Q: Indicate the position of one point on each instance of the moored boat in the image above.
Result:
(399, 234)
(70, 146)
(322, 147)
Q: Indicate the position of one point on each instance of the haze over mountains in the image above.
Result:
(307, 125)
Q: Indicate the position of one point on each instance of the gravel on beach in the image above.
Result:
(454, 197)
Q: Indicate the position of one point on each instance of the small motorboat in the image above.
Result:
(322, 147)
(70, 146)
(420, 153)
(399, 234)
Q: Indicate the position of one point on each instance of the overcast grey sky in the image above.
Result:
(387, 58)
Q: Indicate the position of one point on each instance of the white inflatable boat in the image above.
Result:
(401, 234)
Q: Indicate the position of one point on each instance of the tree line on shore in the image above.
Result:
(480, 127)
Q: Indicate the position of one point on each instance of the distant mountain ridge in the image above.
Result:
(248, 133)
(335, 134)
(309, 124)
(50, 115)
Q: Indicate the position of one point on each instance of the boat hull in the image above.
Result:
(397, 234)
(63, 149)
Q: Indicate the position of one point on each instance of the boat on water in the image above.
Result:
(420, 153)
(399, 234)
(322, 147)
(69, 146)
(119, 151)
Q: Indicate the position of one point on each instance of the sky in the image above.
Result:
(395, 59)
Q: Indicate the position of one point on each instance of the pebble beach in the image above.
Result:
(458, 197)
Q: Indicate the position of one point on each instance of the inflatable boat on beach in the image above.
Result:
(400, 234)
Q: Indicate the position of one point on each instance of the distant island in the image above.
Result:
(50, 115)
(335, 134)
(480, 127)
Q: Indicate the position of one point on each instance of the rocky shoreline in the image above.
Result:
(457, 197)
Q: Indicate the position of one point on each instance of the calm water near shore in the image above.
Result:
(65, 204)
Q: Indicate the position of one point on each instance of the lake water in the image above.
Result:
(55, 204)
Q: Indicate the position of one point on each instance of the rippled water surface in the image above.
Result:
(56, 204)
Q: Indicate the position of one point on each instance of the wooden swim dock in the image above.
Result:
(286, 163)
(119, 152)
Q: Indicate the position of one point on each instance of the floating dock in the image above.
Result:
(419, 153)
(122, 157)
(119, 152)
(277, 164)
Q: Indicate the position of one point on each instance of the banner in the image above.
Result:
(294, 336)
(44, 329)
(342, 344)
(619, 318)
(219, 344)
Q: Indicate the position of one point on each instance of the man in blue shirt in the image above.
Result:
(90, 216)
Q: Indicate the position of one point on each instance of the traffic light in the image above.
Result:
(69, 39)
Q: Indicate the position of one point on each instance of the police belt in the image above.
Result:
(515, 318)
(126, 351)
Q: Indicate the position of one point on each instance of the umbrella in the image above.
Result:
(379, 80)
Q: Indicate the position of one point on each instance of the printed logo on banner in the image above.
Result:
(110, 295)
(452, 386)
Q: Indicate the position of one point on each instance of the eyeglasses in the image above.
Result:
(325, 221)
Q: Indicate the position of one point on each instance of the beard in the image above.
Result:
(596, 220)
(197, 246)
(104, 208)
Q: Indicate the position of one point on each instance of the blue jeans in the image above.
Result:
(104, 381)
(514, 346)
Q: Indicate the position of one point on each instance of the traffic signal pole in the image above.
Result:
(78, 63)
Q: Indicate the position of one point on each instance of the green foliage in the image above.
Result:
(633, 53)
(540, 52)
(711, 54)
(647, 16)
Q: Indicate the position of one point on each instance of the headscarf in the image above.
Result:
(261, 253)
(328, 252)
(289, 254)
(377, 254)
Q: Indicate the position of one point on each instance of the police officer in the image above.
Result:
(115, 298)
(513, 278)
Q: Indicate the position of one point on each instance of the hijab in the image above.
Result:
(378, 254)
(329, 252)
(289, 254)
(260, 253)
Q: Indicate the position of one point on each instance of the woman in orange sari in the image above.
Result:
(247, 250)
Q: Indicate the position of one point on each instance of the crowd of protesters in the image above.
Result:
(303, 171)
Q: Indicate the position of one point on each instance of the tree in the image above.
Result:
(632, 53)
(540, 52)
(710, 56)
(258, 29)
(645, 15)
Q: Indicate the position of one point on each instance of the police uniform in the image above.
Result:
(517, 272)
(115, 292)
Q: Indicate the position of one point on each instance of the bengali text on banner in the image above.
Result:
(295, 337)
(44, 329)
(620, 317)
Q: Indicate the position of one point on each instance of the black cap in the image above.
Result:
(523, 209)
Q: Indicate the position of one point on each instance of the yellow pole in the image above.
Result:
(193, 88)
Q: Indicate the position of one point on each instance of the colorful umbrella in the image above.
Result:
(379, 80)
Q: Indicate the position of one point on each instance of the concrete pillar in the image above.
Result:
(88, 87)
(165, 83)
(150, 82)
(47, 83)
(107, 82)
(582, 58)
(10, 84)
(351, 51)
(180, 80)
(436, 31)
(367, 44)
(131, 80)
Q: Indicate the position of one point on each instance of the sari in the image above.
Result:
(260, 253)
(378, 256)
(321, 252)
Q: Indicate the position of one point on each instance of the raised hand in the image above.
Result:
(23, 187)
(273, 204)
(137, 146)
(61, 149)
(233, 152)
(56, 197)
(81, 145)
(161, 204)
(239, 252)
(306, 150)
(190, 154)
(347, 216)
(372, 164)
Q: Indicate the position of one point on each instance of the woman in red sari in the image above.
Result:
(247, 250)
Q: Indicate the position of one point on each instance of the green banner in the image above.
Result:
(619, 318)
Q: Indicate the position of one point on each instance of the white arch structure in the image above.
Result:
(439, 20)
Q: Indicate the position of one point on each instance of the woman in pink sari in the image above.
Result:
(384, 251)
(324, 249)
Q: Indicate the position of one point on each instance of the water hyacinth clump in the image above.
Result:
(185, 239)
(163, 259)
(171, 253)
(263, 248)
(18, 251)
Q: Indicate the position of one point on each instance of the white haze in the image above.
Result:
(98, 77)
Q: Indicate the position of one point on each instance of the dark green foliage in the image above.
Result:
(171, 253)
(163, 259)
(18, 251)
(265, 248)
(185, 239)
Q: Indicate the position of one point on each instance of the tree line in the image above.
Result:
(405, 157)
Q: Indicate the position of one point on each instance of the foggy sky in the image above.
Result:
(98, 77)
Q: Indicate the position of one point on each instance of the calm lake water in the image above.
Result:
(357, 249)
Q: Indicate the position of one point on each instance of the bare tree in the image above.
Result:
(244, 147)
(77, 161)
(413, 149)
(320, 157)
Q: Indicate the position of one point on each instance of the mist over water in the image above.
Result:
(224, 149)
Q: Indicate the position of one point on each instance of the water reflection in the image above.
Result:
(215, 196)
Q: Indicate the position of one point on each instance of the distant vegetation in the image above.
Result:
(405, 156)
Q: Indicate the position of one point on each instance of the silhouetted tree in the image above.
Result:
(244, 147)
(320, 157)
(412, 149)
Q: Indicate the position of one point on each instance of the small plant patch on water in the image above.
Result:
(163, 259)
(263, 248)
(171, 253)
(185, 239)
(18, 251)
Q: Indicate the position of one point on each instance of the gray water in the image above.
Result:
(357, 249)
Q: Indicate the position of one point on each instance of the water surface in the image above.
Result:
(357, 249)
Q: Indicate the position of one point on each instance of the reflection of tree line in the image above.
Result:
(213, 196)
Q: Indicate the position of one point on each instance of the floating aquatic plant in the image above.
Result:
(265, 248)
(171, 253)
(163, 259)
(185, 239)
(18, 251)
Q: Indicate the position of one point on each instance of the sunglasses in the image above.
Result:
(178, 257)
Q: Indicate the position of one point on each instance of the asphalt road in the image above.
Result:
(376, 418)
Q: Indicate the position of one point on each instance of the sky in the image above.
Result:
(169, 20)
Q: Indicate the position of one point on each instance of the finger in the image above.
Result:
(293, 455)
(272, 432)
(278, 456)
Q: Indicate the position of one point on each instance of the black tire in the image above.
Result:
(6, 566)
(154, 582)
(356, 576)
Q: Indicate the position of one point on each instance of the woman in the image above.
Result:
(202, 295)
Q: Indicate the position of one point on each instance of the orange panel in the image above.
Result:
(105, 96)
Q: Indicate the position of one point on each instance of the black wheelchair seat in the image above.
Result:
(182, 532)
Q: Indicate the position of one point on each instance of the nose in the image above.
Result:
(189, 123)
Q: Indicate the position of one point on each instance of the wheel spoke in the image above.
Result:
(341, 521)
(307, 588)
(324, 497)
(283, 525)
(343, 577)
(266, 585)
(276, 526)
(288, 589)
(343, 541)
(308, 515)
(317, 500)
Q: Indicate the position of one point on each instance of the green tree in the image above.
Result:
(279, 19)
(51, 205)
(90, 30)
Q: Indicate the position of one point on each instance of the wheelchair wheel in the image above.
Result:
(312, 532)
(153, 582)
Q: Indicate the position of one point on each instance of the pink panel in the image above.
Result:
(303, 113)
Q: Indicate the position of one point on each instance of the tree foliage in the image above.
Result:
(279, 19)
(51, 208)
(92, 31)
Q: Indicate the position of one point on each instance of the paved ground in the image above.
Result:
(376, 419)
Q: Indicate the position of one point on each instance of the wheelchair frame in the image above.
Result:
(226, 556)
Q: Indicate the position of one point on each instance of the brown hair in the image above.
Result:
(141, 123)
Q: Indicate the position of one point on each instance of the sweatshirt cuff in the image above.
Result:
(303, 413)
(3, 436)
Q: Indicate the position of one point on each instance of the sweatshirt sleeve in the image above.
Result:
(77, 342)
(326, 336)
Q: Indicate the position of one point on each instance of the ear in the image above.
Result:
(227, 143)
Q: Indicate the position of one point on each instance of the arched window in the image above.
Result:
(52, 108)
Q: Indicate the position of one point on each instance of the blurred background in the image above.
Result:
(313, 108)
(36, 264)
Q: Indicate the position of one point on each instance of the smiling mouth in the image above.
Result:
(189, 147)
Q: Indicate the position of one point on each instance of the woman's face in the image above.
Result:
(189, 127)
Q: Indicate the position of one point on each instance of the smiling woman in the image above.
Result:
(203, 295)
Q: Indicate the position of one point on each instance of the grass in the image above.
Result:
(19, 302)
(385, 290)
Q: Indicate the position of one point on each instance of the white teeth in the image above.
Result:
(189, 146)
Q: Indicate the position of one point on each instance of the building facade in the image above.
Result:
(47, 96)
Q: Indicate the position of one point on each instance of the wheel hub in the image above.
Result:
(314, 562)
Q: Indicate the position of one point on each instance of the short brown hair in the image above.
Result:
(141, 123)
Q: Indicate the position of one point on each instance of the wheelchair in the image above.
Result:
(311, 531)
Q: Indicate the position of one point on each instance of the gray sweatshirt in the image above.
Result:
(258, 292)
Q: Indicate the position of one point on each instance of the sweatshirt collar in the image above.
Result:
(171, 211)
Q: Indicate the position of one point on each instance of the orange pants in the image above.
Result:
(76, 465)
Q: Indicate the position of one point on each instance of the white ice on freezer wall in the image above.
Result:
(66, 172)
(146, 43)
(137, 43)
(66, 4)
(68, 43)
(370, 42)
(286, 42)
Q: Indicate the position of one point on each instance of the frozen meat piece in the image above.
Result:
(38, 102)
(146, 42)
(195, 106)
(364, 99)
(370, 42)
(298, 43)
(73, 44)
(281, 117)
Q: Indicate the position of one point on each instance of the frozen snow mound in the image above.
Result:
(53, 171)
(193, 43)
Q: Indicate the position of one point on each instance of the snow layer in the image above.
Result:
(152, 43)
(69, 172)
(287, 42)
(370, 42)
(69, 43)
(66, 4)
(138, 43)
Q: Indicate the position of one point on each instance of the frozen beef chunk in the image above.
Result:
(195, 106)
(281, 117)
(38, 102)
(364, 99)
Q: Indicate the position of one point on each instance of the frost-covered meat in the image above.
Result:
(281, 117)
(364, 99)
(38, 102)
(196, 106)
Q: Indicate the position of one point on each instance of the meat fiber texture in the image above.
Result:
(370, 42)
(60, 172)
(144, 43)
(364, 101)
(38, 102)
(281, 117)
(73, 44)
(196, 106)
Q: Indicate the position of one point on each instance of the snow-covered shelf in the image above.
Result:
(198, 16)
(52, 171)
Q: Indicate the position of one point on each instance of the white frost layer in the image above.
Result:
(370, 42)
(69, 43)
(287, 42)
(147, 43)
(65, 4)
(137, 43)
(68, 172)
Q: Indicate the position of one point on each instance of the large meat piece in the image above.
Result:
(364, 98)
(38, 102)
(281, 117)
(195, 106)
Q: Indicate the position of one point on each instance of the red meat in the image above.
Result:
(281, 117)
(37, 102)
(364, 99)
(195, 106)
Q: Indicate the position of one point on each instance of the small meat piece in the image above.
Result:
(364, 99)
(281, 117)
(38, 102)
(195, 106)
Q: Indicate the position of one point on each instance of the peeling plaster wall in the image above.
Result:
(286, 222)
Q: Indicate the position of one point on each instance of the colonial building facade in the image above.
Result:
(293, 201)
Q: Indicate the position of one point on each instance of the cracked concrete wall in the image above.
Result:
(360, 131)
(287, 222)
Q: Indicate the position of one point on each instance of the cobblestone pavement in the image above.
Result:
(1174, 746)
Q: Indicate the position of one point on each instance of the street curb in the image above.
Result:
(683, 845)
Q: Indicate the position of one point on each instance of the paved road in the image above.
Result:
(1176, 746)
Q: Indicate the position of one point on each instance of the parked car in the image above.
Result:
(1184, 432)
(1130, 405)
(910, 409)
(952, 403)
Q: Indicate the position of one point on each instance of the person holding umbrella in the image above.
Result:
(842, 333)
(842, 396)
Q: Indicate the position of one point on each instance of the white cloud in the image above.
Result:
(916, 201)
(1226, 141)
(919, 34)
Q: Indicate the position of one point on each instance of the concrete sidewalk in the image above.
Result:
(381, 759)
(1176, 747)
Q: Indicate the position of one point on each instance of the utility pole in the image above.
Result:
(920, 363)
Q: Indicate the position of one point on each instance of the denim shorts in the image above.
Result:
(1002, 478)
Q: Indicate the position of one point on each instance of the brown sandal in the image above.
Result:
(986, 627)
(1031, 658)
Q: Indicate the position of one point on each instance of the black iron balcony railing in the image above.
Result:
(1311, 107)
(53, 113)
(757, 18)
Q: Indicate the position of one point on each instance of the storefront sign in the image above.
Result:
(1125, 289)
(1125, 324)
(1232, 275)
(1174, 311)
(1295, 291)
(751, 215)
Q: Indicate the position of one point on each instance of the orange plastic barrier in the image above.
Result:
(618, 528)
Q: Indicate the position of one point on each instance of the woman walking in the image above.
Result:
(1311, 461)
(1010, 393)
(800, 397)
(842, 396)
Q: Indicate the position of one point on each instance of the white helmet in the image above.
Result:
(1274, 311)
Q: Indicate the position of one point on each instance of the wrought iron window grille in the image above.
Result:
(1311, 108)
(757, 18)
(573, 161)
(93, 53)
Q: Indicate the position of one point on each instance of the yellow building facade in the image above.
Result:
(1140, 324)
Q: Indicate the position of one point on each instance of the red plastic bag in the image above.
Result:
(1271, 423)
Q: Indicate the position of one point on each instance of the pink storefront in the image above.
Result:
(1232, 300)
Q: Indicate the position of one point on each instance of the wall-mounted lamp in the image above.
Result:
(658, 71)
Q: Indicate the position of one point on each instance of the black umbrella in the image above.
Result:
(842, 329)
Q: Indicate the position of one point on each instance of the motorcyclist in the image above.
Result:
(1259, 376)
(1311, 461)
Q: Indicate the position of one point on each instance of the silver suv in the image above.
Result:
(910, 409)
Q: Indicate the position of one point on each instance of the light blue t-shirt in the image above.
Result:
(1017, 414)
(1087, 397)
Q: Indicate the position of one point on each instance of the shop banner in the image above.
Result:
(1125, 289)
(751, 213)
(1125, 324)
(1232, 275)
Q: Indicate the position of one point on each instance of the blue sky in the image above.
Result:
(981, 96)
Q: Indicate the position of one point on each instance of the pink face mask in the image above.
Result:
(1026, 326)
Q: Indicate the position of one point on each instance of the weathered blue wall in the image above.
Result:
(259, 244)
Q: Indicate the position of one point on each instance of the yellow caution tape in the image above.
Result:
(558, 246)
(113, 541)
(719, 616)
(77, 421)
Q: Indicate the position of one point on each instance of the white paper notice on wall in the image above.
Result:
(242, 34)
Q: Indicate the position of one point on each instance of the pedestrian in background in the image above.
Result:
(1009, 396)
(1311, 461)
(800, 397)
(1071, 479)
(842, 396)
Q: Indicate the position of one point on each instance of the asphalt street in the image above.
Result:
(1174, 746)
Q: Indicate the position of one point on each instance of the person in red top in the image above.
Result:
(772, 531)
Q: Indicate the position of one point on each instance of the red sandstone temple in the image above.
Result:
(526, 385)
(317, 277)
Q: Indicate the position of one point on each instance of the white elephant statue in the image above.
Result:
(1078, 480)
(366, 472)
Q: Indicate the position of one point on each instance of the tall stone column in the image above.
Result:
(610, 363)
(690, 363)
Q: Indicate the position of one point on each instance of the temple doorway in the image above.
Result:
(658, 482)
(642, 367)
-*-
* **Task objective**
Output only the number of lines in the listing that contain the string "gray".

* **Solution to the exercise**
2